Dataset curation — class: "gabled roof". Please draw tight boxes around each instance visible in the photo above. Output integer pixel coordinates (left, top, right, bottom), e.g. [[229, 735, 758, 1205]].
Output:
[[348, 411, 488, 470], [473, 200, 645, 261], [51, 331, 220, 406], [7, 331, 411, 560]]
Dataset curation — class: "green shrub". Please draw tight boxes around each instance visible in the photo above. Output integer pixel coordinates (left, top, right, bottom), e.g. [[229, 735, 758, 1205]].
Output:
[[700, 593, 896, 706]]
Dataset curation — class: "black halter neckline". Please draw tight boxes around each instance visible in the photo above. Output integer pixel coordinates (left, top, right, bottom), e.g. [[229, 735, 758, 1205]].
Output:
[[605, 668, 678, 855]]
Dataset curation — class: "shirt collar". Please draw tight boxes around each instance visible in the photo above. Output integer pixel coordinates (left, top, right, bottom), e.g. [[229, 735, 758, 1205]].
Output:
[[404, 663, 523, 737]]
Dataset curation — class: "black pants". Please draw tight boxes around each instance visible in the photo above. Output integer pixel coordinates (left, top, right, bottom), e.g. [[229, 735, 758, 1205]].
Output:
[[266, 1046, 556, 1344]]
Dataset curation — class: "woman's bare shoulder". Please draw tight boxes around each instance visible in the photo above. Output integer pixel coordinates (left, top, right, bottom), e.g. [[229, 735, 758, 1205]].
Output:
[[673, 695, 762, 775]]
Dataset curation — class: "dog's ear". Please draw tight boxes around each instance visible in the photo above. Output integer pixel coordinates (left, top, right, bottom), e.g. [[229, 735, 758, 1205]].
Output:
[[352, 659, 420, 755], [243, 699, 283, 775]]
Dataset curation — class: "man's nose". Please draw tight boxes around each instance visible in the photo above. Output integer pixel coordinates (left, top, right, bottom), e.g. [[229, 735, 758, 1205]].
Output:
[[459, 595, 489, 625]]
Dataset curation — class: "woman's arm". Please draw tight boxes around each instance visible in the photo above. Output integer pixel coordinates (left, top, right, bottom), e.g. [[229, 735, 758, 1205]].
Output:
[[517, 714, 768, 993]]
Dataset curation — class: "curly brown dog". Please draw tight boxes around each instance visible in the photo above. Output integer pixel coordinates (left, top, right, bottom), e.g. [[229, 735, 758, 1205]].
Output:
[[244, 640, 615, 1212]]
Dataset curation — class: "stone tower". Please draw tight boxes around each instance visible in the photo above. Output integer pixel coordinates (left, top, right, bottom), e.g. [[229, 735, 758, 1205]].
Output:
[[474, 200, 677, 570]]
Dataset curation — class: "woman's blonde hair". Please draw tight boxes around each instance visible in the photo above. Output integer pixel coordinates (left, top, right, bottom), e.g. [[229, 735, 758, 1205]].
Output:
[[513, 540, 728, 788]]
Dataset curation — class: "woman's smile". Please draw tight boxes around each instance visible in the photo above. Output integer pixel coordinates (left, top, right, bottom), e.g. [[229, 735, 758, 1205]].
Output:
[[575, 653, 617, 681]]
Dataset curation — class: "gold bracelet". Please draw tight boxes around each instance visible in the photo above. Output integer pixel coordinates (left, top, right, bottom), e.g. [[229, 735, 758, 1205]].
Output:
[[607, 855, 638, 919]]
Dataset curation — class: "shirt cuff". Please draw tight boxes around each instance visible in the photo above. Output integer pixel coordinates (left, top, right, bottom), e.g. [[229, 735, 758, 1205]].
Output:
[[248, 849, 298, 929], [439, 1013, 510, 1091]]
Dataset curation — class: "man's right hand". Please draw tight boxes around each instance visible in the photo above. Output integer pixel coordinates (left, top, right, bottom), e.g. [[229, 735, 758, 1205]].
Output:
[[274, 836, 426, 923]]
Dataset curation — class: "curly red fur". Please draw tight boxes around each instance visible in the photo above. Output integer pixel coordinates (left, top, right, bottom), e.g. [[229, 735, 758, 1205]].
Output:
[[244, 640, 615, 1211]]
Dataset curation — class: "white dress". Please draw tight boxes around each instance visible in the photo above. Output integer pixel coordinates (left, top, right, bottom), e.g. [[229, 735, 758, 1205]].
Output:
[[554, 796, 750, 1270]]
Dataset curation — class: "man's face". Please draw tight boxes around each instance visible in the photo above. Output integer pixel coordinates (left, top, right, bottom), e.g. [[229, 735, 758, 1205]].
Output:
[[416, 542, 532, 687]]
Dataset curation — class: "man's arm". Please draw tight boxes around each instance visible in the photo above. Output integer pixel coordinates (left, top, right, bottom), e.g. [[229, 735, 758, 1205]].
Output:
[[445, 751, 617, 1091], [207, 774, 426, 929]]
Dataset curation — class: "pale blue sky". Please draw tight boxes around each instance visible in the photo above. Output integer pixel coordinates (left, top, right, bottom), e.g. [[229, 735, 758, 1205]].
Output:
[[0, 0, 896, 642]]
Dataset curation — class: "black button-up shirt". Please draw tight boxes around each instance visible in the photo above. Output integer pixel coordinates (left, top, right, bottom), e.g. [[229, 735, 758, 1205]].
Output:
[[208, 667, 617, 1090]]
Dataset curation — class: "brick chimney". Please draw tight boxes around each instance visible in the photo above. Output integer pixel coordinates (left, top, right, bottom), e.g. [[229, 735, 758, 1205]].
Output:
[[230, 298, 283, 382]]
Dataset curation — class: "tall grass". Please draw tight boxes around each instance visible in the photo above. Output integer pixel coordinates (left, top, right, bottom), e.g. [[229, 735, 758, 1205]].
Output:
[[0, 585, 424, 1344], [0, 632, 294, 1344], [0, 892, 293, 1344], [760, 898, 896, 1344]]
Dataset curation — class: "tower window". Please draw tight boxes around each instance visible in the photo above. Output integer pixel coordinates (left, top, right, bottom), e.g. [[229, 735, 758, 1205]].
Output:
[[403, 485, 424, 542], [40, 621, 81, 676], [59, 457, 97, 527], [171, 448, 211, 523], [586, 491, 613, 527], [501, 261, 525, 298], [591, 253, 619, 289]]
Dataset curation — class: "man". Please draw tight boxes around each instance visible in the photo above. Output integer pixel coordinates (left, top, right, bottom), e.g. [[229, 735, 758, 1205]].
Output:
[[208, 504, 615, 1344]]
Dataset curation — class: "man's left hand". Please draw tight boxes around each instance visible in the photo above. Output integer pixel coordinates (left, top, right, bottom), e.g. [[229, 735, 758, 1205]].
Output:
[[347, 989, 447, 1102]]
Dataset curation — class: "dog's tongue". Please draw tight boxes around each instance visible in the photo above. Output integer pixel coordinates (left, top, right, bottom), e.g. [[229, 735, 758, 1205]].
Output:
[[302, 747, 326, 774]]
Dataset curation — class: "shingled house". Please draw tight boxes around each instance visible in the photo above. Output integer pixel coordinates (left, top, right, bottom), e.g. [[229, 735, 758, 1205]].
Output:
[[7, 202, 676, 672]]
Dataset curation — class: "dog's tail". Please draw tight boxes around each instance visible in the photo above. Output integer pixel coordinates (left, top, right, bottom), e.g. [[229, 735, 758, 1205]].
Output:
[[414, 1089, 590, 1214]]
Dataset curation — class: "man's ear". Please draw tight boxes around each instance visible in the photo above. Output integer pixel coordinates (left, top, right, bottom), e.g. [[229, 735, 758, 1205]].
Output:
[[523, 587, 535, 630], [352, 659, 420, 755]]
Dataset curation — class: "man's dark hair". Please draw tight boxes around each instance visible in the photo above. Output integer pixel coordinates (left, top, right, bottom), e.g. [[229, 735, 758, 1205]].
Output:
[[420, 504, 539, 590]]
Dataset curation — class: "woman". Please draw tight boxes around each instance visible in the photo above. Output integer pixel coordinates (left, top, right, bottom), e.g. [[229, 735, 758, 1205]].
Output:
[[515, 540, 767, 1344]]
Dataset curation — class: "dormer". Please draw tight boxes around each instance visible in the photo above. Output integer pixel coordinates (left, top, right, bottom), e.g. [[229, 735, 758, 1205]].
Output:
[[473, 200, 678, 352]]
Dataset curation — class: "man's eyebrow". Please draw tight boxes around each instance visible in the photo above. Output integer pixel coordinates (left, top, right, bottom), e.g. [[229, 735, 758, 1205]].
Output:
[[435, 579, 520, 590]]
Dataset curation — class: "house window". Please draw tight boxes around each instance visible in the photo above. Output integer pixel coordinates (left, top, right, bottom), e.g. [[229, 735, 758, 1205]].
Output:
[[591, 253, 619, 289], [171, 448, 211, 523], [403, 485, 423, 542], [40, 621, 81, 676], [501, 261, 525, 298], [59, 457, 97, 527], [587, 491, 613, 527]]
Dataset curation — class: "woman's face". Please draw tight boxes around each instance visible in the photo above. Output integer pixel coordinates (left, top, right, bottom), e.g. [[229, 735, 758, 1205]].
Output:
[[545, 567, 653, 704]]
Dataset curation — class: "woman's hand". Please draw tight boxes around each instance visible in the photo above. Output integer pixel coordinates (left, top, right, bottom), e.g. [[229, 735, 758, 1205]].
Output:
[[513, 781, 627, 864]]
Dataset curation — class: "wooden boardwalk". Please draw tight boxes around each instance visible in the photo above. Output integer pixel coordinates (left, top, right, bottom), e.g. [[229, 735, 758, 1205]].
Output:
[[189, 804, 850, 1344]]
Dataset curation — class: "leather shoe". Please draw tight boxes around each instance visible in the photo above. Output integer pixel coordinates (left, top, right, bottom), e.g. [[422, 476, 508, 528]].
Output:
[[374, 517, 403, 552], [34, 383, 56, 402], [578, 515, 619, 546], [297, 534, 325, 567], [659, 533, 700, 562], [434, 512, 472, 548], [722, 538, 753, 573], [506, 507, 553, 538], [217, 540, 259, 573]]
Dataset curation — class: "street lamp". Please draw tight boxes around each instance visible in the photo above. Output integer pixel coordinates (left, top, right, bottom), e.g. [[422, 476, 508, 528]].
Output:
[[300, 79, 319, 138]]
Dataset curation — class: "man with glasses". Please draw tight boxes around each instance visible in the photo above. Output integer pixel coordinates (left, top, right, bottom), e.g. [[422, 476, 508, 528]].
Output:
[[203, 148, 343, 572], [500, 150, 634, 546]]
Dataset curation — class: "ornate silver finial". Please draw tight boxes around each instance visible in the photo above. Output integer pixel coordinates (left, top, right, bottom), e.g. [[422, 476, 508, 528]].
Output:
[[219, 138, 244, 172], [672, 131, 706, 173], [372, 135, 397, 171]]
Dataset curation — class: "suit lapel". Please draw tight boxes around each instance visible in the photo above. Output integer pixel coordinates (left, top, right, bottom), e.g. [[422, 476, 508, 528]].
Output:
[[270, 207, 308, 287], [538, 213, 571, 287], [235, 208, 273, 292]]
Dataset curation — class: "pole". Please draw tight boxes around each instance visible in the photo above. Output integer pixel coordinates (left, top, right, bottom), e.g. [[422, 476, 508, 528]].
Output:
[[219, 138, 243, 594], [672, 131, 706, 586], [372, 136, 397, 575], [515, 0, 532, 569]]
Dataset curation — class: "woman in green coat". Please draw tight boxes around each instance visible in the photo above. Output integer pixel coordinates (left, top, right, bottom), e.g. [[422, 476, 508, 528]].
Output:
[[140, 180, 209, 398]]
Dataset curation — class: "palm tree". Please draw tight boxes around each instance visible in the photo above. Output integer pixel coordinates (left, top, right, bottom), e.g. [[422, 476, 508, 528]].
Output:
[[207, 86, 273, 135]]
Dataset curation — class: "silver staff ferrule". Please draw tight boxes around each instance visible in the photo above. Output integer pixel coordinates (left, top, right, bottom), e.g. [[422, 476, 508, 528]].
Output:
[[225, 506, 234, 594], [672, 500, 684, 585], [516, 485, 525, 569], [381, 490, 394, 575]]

__GIVEN INSTRUCTION__
Display every line of the records above that contains the string "lamp", copying each line in full. Case counts.

__RESULT__
Dataset curation — class: "street lamp". Please draw tight boxes around each instance visible in the photo above. Output integer pixel coordinates (left, top, right, bottom), e.g. [[422, 476, 508, 528]].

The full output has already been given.